REQUEST: Transcribe every line of the records verbatim.

Start WORKING DATA

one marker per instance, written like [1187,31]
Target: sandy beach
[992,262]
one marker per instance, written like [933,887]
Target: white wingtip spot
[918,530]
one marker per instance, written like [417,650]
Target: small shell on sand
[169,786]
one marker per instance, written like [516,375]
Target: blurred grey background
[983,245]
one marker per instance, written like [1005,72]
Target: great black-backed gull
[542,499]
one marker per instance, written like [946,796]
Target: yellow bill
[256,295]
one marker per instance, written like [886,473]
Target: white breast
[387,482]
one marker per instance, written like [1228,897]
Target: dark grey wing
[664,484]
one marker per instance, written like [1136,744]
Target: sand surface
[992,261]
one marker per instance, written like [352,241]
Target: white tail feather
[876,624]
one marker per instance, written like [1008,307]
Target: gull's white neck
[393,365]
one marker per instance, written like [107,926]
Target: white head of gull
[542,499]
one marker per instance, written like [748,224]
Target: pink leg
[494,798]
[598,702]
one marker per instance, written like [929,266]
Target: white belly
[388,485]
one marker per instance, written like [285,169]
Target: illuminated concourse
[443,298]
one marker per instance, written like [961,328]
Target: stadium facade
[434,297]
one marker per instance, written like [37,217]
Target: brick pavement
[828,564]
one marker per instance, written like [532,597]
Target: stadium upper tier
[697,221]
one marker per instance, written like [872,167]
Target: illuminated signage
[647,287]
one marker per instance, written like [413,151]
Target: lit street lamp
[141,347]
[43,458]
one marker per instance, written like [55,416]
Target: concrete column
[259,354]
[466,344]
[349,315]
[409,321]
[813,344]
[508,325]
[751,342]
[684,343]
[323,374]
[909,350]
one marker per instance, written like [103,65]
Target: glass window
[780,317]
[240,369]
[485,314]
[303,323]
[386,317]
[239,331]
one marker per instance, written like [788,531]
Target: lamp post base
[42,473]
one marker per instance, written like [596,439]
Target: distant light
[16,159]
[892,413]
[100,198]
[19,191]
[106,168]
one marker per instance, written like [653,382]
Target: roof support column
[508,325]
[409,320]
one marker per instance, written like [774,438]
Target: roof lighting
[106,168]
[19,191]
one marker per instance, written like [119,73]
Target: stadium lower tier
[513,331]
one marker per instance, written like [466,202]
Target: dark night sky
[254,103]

End WORKING DATA

TASK OUTPUT:
one marker per instance, written like [1187,31]
Target: sandy beach
[992,262]
one marker per instance, written like [933,887]
Target: white wingtip spot
[918,530]
one marker per instance, written like [417,650]
Target: small shell on sand
[169,786]
one marker per instance, written like [516,375]
Target: blurred grey background
[983,245]
one marker per instance, written like [1005,72]
Target: great black-backed gull
[542,499]
one marker per instance, written like [946,796]
Target: yellow bill
[256,295]
one marker per instance, written like [886,473]
Target: white breast
[387,482]
one marker per instance, written like [1228,897]
Target: dark grey wing
[664,484]
one marker per instance, written like [1136,744]
Target: sand surface
[992,261]
one marker per instance, written like [352,241]
Target: white tail feather
[876,624]
one marker per instance, written like [1008,307]
Target: gull's white neck
[393,365]
one marker per instance, written like [107,926]
Target: white head of gull
[542,499]
one marker per instance, written like [748,224]
Target: pink leg
[494,798]
[598,702]
one marker per instance, written like [929,266]
Target: white belly
[388,485]
one marker per instance, written like [285,169]
Target: illuminated concourse
[443,298]
one marker per instance, written like [961,328]
Target: stadium facade
[434,297]
one marker per instance, written like [37,217]
Target: brick pavement
[828,564]
one marker per instance, written like [532,597]
Target: stadium upper tier
[697,221]
one marker per instance, written like [872,167]
Target: illuminated signage
[647,287]
one marker per instance, written like [413,151]
Target: lit street lamp
[141,347]
[43,458]
one marker per instance, written like [55,416]
Target: concrete column
[259,354]
[466,344]
[349,315]
[409,321]
[813,344]
[508,325]
[751,342]
[684,343]
[323,374]
[909,350]
one marker per instance, written like [103,65]
Target: glass window
[780,317]
[240,369]
[485,314]
[303,323]
[386,317]
[239,331]
one marker per instance, written like [788,531]
Target: lamp post base
[42,473]
one marker per instance, written like [596,439]
Target: distant light
[16,159]
[892,413]
[100,198]
[19,191]
[106,168]
one marker per instance, written like [653,382]
Target: roof support column
[508,325]
[409,320]
one marker per instance, written like [774,438]
Target: roof lighting
[106,168]
[19,191]
one marker per instance, written like [119,73]
Target: stadium lower tier
[513,331]
one marker per instance, written like [466,202]
Target: dark night sky
[254,103]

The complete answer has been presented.